● Instruction
Copy the data below word for word, leaving out the pictures.

● Material
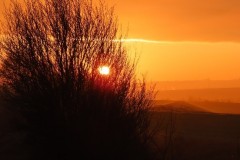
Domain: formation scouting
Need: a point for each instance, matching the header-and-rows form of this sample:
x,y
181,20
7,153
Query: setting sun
x,y
104,70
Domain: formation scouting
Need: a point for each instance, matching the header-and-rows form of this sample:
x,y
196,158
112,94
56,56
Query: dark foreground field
x,y
197,135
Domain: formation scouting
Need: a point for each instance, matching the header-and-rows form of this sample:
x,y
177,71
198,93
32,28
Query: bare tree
x,y
50,54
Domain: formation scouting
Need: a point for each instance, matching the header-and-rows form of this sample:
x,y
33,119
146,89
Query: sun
x,y
104,70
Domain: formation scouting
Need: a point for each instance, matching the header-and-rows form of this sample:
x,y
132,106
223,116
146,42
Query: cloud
x,y
181,20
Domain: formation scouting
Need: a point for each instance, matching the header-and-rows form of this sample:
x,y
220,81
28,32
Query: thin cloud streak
x,y
139,40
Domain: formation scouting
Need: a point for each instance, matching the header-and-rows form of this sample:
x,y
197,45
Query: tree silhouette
x,y
50,54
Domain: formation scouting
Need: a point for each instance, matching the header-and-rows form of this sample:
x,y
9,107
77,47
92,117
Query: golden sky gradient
x,y
187,39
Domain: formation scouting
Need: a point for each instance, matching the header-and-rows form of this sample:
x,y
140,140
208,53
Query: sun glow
x,y
104,70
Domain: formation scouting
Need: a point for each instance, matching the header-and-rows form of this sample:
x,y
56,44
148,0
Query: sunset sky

● Reply
Domain: formation scouting
Need: a point for each instance, matching the header-and-rows form of this sample:
x,y
181,20
7,153
Query: setting sun
x,y
104,70
Domain: formation scouting
Need: a point for each instance, matching the header-and-rows form of this sample:
x,y
196,158
112,94
56,56
Query: dark foreground field
x,y
197,135
Domain: formation scouting
Need: a point for each instance, matching the header-and-rows form of this sample:
x,y
177,71
198,93
32,28
Query: bare tree
x,y
50,54
Domain: formation scouting
Need: a point for each instance, matching the header-and-rows form of this sample:
x,y
33,119
146,89
Query: sun
x,y
104,70
Domain: formation scouting
Need: a point for each instance, matching the header-and-rows form of this sample:
x,y
132,106
223,116
146,42
Query: cloud
x,y
181,20
Domain: formation scouting
Need: a point for each instance, matching the header-and-rows form of this sample:
x,y
220,81
28,32
Query: thin cloud streak
x,y
139,40
Domain: formation scouting
Need: a point for each instance, matching the header-and-rows form of this sample:
x,y
197,45
Query: tree silhouette
x,y
50,54
Domain: formation scouting
Need: a point for each instance, matching the header-and-rows form of this sample:
x,y
9,107
77,47
92,117
Query: golden sky gradient
x,y
187,39
Domain: formation scouting
Need: a point for each instance, matching the header-and-rows form of this sample:
x,y
140,140
208,53
Query: sun glow
x,y
104,70
Domain: formation scouting
Need: a point for each instance, matching the header-and-rows form of this sample:
x,y
56,44
148,0
Query: sunset sky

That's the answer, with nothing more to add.